_Instructions to follow_:
Count the lines in the records below that contain the string "sand", with case significant, and reply with the number only.

_Entries from a dataset_:
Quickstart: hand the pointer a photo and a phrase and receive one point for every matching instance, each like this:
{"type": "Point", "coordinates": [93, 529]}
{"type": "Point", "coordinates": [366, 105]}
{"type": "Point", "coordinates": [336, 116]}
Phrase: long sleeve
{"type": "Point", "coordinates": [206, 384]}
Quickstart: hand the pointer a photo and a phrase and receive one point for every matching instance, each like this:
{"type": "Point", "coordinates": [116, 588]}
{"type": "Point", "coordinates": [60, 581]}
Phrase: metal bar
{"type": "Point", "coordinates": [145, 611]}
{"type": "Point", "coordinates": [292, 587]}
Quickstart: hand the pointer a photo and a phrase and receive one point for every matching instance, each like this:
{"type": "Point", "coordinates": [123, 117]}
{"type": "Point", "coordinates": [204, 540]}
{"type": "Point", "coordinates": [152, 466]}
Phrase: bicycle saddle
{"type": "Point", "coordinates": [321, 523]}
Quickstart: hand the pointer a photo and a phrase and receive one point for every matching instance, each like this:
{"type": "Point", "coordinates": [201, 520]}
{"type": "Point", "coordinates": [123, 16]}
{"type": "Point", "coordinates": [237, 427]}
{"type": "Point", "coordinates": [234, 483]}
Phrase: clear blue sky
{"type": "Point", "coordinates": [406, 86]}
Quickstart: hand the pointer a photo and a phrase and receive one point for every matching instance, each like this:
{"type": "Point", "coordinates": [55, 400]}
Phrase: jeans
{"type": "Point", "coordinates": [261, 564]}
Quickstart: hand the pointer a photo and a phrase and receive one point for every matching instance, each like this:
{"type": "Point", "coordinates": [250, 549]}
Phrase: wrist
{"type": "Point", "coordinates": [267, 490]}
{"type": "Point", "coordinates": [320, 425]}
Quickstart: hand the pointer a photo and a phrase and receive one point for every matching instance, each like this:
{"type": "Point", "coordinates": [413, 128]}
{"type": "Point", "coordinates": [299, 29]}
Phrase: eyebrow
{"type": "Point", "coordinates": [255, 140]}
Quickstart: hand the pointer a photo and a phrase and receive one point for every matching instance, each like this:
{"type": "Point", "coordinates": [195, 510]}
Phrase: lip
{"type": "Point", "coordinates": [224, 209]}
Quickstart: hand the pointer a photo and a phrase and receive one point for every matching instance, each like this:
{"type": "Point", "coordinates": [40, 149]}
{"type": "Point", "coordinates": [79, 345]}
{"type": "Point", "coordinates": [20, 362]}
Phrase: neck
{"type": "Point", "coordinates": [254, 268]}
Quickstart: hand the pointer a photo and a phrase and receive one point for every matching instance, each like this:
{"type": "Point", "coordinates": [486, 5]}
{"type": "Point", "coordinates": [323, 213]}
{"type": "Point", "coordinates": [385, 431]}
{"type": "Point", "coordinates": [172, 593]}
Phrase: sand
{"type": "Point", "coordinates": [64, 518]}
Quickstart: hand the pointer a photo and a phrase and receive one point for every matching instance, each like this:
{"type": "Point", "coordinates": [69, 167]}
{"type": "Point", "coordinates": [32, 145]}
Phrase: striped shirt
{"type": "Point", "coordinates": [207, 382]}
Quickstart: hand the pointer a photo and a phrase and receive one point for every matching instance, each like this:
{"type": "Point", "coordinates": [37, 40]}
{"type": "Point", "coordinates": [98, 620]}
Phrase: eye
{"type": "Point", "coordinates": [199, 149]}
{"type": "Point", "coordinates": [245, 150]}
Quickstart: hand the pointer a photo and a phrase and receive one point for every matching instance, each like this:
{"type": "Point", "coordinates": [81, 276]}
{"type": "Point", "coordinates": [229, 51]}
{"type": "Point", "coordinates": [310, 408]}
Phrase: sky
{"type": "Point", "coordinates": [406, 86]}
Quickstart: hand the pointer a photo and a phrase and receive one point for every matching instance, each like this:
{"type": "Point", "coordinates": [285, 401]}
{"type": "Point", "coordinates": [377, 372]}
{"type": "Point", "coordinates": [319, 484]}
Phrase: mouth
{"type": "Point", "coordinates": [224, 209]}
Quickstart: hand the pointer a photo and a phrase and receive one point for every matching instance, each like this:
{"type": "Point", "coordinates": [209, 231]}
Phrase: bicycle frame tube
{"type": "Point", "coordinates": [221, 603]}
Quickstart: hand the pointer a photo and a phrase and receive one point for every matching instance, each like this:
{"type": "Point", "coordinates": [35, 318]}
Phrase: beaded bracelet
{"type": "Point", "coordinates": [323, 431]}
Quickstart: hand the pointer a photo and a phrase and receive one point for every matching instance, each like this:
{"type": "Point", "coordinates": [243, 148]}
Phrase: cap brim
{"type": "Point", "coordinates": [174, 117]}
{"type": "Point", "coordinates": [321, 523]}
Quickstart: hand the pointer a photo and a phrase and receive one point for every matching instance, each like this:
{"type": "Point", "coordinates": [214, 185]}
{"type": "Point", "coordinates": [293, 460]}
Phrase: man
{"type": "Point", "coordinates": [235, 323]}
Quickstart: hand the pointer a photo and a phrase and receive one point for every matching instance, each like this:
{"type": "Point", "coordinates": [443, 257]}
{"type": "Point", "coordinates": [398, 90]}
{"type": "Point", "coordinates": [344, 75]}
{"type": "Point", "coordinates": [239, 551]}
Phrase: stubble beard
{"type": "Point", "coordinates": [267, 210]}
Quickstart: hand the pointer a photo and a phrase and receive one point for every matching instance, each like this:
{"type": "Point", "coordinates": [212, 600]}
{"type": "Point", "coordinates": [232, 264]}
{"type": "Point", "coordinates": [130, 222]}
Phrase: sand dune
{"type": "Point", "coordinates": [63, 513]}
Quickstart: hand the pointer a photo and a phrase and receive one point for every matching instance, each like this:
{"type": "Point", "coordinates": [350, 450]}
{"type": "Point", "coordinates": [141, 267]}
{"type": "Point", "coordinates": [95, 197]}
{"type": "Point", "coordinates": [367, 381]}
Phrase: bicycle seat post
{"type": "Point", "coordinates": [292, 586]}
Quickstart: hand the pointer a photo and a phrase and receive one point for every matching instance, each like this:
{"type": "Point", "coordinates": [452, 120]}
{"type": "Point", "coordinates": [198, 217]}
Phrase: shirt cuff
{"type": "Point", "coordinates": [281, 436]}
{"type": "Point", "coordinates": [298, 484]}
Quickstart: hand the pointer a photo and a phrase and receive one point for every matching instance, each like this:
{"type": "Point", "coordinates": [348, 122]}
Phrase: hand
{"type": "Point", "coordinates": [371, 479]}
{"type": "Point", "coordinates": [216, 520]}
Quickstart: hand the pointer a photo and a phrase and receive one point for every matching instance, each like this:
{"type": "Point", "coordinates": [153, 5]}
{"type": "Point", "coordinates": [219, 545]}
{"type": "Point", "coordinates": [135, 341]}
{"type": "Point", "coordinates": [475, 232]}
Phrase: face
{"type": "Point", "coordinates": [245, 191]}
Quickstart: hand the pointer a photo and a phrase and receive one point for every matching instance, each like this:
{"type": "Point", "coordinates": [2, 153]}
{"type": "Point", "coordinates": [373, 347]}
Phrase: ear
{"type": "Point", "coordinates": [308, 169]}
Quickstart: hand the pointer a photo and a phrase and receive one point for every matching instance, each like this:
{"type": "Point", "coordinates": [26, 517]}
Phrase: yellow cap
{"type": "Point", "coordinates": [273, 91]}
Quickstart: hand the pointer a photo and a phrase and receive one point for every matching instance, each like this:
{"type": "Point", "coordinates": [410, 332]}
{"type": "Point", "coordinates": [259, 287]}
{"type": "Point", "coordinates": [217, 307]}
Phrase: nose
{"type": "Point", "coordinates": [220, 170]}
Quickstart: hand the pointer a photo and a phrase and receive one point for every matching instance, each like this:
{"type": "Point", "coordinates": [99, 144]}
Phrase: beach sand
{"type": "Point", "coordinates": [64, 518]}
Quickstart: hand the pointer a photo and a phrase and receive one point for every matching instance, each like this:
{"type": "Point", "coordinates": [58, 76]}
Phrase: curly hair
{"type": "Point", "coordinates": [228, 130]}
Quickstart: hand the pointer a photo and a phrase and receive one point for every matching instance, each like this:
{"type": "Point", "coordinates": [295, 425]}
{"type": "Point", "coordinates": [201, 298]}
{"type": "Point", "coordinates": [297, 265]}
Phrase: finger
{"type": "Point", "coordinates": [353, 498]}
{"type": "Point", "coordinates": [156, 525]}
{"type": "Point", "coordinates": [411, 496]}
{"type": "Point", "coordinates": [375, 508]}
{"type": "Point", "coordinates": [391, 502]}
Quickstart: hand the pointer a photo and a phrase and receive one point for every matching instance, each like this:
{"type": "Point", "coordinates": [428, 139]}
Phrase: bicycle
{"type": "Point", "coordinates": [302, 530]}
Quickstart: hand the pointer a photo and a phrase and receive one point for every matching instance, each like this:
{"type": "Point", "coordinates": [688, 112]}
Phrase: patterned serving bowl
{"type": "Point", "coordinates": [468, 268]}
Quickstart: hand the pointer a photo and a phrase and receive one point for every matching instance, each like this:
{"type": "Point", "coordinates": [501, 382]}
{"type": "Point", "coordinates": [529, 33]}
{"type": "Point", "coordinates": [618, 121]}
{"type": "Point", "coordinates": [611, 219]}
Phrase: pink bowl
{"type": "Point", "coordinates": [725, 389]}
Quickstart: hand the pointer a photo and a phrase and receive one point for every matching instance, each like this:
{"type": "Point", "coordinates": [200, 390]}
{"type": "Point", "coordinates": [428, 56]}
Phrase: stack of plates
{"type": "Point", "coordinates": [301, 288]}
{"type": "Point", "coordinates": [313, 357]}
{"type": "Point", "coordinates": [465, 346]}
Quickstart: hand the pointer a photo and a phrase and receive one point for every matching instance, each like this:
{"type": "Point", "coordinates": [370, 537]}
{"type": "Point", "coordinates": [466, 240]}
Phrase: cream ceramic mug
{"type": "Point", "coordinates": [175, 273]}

_Result_:
3